Bell claims to affirm essential components of the Christian faith, but he is quite willing to give up the historic understandings of those essentials should a convincing case be made against them. He does not see the elimination or alteration of any of these essential doctrines as altering the essence of the faith. It’s the Apostle’s Creed with asterisks—not an overt denial of what the Bible teaches but rather a denial of the certainty with which we may know what the Bible teaches.

According to Emergents, philosophical certainty is a product of the modern era, an idol which needs to be cast down if the faith is to survive, even thrive, in a postmodern era. Having shed that philosophical shackle, the church will be free to be what Jesus always intended: a body of believers, no longer torn by doctrinal division, but bent on changing the world with the love of Christ. Thus, the ECM sees the doubters as the faithful, and lack of certainty as the faith’s saving grace.5

We’ll explore this topic more in the next two articles. For now, it’s easy to see why ECM “Christianity” appeals to skeptics. Why, though, have so many professing believers, like my friend, flocked to the ECM fold?

It may be tempting to dismiss the ECM as just another byproduct of sinful man’s perennial itching-ear syndrome. But while the ECM is wrongly skeptical about the essentials of the Christian faith, it is also rightly skeptical of the way the faith has been understood in our day. The most dangerous false beliefs contain elements of truth, bits of bait hiding a deadly hook. The ECM’s insightful critiques of popular and historic Christianity have lured believers jaded by their experiences in the established church.

The ECM is popular among people disillusioned by the consumerism they perceive in contemporary churches and the coldness they feel from historic churches. Emergents spy an unchristian self-centeredness in both.

In the last century, perdition-preaching fundamentalists and doctrine-despising evangelicals have called people to Christ based primarily on what Christ could do for them. McLaren writes: “Can’t seeking my personal salvation as the ultimate end become the ultimate consumerism or narcissism? In a self-centered and hell-centered salvation, doesn’t Jesus—like every company and political party—appeal to me on the basis of self-interest so that I can have it all eternally and can do so cheaply, conveniently, easily, and quickly? Doesn’t this sound a bit shabby?”6 Emergents desire a faith whose fundamental purpose is to provide blessings for others, not one seeking to sanctify self-interest.

Within historic churches, Emergents have found that, for all the dogmatizing, these churches do not really take their doctrine seriously. That hypocrisy is evident in their treatment of people who question the dogma. Consider, for example, the doctrine of hell. Clearly de-emphasized in popular evangelicalism, the maintenance of this biblical teaching has fallen, it seems, to Reformed churches. But how much of our boldness in preaching on hell is really just bravado—brought on by the relative ease of instructing familiar, receptive faces in the pew? Have we truly reckoned with the substance of our sermonizing?

Brian McLaren thinks not. “I think anybody who would sit for five minutes and ponder the reality of hell as it’s commonly understood…any person who faced it, really opened themselves up to it and the horror of it for five minutes would come out mentally damaged. And the result of that would either be that they…would hate God…or become an atheist.”7

Is it not possible that a sincerely committed Christian, when truly contemplating what he learns week by week in worship, may entertain doubts about core issues of Christianity, let alone the distinctives of the various Christian denominations? What is our response to be to such Christians, Christians like my friend?

++++++++

> _INSTRUCTIONS_
1: In the article on the Emerging Church Movement, what do Emergents call a product of the modern era that must be cast down?
2: Carry the article about the Emerging Church Movement forward from its closing question.

++++++++

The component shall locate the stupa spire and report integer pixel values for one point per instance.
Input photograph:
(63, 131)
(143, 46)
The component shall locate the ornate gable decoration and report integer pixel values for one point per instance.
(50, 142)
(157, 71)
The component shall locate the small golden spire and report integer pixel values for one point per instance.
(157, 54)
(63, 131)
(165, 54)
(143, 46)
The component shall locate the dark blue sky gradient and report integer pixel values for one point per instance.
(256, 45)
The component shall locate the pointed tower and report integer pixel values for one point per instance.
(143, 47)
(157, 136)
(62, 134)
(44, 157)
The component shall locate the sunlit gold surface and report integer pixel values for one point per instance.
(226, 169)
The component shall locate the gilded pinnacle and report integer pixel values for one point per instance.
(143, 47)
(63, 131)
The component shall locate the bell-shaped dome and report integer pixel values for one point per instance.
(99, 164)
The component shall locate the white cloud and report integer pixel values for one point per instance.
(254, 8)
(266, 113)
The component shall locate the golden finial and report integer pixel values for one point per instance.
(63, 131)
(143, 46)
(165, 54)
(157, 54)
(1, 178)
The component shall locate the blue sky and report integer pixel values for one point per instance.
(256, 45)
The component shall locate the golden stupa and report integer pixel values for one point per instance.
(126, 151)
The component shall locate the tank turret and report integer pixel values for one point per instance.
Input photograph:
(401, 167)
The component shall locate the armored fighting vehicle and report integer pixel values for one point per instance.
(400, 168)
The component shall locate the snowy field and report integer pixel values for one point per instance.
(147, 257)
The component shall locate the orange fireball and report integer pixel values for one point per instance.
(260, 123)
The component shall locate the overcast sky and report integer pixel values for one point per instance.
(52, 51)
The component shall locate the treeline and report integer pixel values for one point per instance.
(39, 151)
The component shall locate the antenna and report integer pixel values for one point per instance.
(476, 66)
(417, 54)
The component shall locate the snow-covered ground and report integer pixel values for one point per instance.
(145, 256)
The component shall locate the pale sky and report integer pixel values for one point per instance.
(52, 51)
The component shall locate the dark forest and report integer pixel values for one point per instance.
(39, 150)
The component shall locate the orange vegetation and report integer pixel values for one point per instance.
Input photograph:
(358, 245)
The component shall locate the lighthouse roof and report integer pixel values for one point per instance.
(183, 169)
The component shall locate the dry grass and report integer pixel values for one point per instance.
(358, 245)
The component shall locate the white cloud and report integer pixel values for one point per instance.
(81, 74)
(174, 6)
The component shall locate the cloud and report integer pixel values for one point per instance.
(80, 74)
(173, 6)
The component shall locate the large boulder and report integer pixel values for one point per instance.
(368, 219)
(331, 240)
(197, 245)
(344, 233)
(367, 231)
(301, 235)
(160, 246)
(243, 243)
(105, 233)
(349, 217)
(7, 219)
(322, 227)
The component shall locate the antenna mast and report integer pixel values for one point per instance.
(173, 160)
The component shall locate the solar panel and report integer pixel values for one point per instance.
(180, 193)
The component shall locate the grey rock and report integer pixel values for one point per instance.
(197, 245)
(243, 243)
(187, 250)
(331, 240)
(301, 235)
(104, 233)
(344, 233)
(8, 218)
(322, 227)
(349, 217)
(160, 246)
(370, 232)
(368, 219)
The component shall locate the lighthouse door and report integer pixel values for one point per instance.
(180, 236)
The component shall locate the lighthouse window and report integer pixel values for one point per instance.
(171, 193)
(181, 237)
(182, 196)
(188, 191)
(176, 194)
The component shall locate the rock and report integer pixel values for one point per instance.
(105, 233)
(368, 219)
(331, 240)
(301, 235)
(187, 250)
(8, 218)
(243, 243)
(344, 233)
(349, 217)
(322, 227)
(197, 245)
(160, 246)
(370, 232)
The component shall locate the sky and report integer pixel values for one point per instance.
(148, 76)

++++++++

> _THE ANSWERS_
1: Philosophical certainty.

2:
Sadly, many who now identify themselves as Emergent do so because of how they and their questions were treated by pastors eager to preach but unwilling to listen. Their questions treated as threats, and their doubts deemed destructive, these hurting souls naturally looked to those willing to hear them out regarding the most pressing issues on their hearts. A large part of the reason why people are listening to the Emerging Church is that the Emerging Church is listening to them. 8

The ECM exposes the public weaknesses and preys upon the private doubts of the church. It has been so successful because it has called the church’s bluff, revealing self-interest across the spectrum of established Christianity and claiming the allegiance of souls mistreated at the hands of both popular and historic churches. Thousands of doubters and disillusioned disciples of Christ have been lured by the ECM into an agnosticism in the name of biblical Christianity. As such, the ECM provides an alarming wake-up call to Christ’s church.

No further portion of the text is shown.